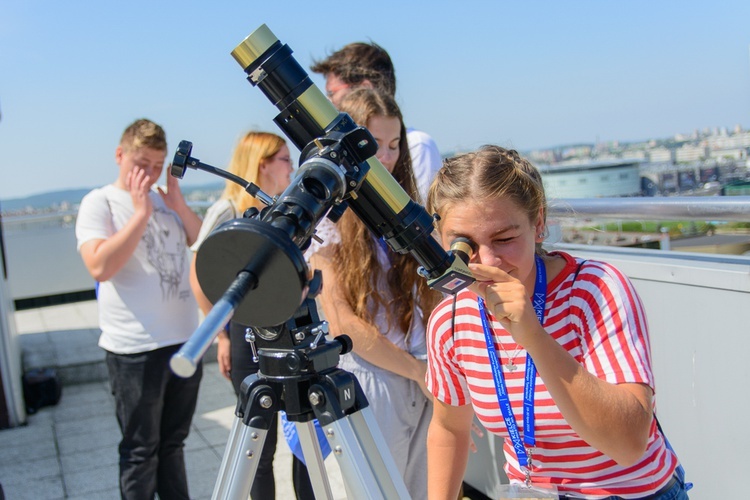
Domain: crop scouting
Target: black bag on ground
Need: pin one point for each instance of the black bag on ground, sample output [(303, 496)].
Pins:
[(41, 387)]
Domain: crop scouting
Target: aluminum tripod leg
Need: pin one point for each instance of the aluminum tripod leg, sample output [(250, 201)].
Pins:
[(316, 470), (240, 462), (365, 460)]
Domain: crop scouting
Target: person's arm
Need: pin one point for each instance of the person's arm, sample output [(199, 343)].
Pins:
[(613, 418), (448, 440), (223, 354), (173, 199), (367, 340), (105, 257)]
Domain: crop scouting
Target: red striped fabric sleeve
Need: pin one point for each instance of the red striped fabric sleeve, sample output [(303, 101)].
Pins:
[(611, 322), (445, 378)]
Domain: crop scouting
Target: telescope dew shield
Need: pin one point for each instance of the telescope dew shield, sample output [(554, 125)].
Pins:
[(380, 202)]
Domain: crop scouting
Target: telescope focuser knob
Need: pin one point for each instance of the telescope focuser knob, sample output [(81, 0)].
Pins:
[(346, 343)]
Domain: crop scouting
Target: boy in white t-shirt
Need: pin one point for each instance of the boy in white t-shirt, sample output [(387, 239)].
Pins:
[(134, 242)]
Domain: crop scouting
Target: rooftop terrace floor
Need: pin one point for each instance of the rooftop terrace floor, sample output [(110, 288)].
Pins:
[(70, 450)]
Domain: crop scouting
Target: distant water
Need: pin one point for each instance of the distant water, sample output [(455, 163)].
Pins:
[(41, 256)]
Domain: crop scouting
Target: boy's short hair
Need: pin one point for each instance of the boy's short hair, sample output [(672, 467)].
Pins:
[(143, 133), (359, 61)]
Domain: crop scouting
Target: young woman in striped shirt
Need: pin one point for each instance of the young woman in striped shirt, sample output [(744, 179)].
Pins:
[(549, 351)]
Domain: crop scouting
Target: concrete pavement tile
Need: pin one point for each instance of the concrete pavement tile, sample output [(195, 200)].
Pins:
[(93, 481), (27, 451), (88, 442), (29, 470), (26, 434), (94, 425), (49, 488), (202, 468), (72, 463), (215, 436)]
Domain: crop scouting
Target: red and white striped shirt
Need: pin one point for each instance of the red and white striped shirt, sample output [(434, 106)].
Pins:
[(598, 318)]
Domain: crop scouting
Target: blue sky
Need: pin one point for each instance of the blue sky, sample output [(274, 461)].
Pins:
[(521, 74)]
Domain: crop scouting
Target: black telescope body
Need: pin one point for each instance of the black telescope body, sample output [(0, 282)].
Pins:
[(252, 268), (379, 201)]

━━━━━━━━━━━━━━━━━━━━

## To be done
Write out the material above word for word, beginning at its start and continuing through the line containing "[(70, 450)]". Leave the pictures out.

## Solution for this exercise
Domain: crop scouting
Target: black bag on ground
Need: pin one point for each instance of the black bag on ground, sample output [(303, 496)].
Pins:
[(41, 387)]
Domain: crop scouting
Target: aluminum tripod leg
Need: pin one point for each instance of the aluminum tripod leg, sample output [(250, 201)].
Pins:
[(316, 470), (240, 462), (365, 460)]
Domain: crop scouting
Target: person's arm
Need: pin one point for each instance of the person's arm, sample output [(199, 343)].
Pins:
[(613, 418), (448, 440), (223, 354), (173, 199), (367, 340), (105, 257)]
Domain: crop scouting
Target: red striped fabric sleeve
Need: pin one point for each instance of the red striped fabric sleeve, sample output [(303, 101)].
Pins:
[(611, 322), (445, 378)]
Domain: crop scouting
Target: telescope dew shield
Need: pin one point for each instance of the telescope dew shield, sample output [(554, 125)].
Pins:
[(380, 202)]
Domain: crop scouting
Target: telescope focuser knob
Need: pin one point for each instance of the telescope focuser knob, sample output [(81, 0)].
Pins:
[(346, 343)]
Domain: crop scouting
Target: boy in white t-shirt
Need: pin one point for each instance of the boy in white t-shirt, sample output [(387, 239)].
Pins:
[(134, 242)]
Domain: crop scouting
Target: rooftop terrace floor
Need: pin one point for each instance of the rooftop terrace floor, sample output [(110, 288)].
Pins:
[(70, 450)]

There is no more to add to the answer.